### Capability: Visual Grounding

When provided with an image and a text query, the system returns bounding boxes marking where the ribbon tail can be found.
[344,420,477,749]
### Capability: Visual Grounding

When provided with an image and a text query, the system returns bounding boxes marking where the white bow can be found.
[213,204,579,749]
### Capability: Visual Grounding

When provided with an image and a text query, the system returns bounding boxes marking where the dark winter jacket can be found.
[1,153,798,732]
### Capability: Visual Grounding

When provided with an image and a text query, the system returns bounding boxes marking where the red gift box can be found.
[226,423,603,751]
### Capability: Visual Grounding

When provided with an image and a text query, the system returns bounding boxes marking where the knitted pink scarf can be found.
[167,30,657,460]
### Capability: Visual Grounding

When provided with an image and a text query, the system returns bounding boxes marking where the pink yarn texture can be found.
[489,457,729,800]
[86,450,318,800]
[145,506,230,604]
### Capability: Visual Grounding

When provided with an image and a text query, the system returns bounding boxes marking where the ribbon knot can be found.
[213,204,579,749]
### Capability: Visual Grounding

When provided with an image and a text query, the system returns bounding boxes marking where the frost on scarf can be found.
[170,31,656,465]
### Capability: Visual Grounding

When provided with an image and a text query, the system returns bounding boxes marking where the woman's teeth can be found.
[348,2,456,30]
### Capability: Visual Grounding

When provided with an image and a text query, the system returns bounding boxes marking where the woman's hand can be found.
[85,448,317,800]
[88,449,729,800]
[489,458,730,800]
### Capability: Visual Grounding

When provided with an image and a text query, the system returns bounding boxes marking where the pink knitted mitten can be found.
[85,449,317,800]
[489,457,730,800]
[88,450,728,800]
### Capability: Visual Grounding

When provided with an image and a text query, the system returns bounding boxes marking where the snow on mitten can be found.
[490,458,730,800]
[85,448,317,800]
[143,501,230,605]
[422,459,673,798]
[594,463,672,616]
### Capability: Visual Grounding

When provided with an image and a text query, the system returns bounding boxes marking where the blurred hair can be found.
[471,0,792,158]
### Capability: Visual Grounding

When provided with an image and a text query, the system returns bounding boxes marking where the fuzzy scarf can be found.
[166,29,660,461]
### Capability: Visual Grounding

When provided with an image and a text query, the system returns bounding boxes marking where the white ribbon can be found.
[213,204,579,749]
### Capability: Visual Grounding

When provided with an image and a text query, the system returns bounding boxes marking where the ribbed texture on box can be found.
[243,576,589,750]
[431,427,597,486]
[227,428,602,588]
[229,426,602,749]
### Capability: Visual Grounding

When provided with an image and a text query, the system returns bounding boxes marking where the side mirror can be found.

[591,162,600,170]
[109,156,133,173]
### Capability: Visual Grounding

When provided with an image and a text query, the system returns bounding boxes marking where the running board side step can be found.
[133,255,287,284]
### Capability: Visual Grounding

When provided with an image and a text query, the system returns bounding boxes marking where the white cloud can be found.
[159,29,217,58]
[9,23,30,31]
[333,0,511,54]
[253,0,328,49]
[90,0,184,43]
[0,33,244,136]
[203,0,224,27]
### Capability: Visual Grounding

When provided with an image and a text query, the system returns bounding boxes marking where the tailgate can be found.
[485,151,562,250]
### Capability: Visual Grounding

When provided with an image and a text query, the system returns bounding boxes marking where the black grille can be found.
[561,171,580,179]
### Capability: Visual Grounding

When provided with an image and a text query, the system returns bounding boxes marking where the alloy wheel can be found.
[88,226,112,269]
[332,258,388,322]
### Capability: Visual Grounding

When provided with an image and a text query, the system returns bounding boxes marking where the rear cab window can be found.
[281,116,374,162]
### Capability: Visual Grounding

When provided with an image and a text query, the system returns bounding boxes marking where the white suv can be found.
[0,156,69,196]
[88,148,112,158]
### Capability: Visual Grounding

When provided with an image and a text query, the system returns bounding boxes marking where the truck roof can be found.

=-=-=

What the task requires:
Repeat the material word for word, leaving out no line.

Response for this exercise:
### Capability: Visual Grounding

When provided with an image and a text query, the system returns bounding boxes marking where the ribbon tail can be found.
[344,420,477,749]
### Capability: Visual Grounding

When provided with an image and a text query, the system returns bounding boxes marking where the white bow can be found.
[213,204,579,749]
### Capability: Visual Grounding

When provided with an image and a text query, the system returns bounding boxes marking where the dark winter jacket can be found.
[1,153,798,732]
### Capability: Visual Grounding

When provided with an image and a text query, the system returns bounding boxes marking where the red gift box can be found.
[226,423,603,751]
### Capability: Visual Grounding

When provided with an image and a text query, the system returns bounding boxes marking where the knitted pink scarf can be found.
[167,30,657,460]
### Capability: Visual Grounding

When provided with an image and a text query, the system returns bounding boxes marking where the pink yarn texture can be found.
[489,457,729,800]
[86,450,318,800]
[145,506,230,604]
### Capability: Visual Grounding

When provided with an image and a text query, the system returns bounding boxes marking where the ribbon knot can be found.
[213,204,579,749]
### Capability: Visual Grounding

When provided with an image and a text query, the system returns bounding boxes marking where the frost on scarf can be found.
[170,31,656,465]
### Capability: Visual Grounding

When provided with an image and a text query, the system returns bounding boxes marking where the woman's teeth can be found.
[348,2,456,30]
### Capability: Visual Grounding

When provided with an image and a text query, the system returns bounding boxes marking where the woman's hand can be found.
[85,448,317,800]
[88,449,729,800]
[489,458,730,800]
### Capability: Visual Grounding

When provided with an image and a text query, the system returns bounding boxes marking where the pink knitted mitten can be found.
[85,449,317,800]
[489,457,730,800]
[88,450,728,800]
### Capability: Visual Grounding

When provided with an image and a text query, the system returns bounding boxes marking where the snow on mitten can be found.
[490,458,730,800]
[85,448,317,800]
[143,501,230,605]
[422,459,673,798]
[594,463,672,616]
### Capability: Visual Grounding

When provided with an image and a text query, the system returns bounding boxes marking where the blurred hair can be found.
[471,0,792,158]
### Capability: Visual Grounding

When provided with an image and a text query, the system returns bounding boxes marking where the fuzzy scarf can be found.
[166,29,660,461]
### Capability: Visual Grounding

When provided with an image and a text query, the system returns bounding boxes marking where the white ribbon can be found.
[213,204,579,749]
### Capability: Visual Grounding

When provided with an image and a text query, the system returns bounding boxes marking where the ribbed texture on box can be found.
[243,576,589,750]
[431,427,597,486]
[227,428,602,588]
[229,426,602,749]
### Capability: Visual Grounding

When provided with an image and a text query, the system returns bounding boxes marking where the side mirror can be found.

[591,162,600,170]
[109,156,133,173]
### Capability: Visual Grounding

When provided with an image and a text query, the system returns bounding boxes marking where the running board side step can be found.
[133,255,287,284]
### Capability: Visual Grounding

When provided with an image and a text query, the system returns bounding boxes marking where the white cloud can be found.
[159,29,217,58]
[9,23,30,31]
[333,0,511,54]
[253,0,328,49]
[90,0,184,43]
[0,33,244,136]
[203,0,224,27]
### Capability: Visual Grounding

When provided with an image and a text query, the system returns bounding boxes marking where the tailgate can be found.
[485,151,562,250]
### Capability: Visual Grounding

When provided with an image and a text query, the system returns bounding boxes marking where the black grille can be found.
[561,171,580,179]
### Capability: Visual Grounding

When provided with an image and a text query, the system returns bounding boxes marking where the alloy wheel can be found.
[88,226,112,269]
[332,258,388,322]
### Capability: Visual Grounding

When provided with an image and a text query, the system returns bounding boxes marking where the rear cab window can be found.
[281,116,374,162]
### Capability: Visual Grounding

When provided with an image and a text query, the system returns bounding boxes marking where the white suv can be found.
[0,156,69,196]
[88,148,112,158]
### Capability: Visual Grounding

When provided with an image and a text query, the system returns bounding boxes marking where the truck roof can be found.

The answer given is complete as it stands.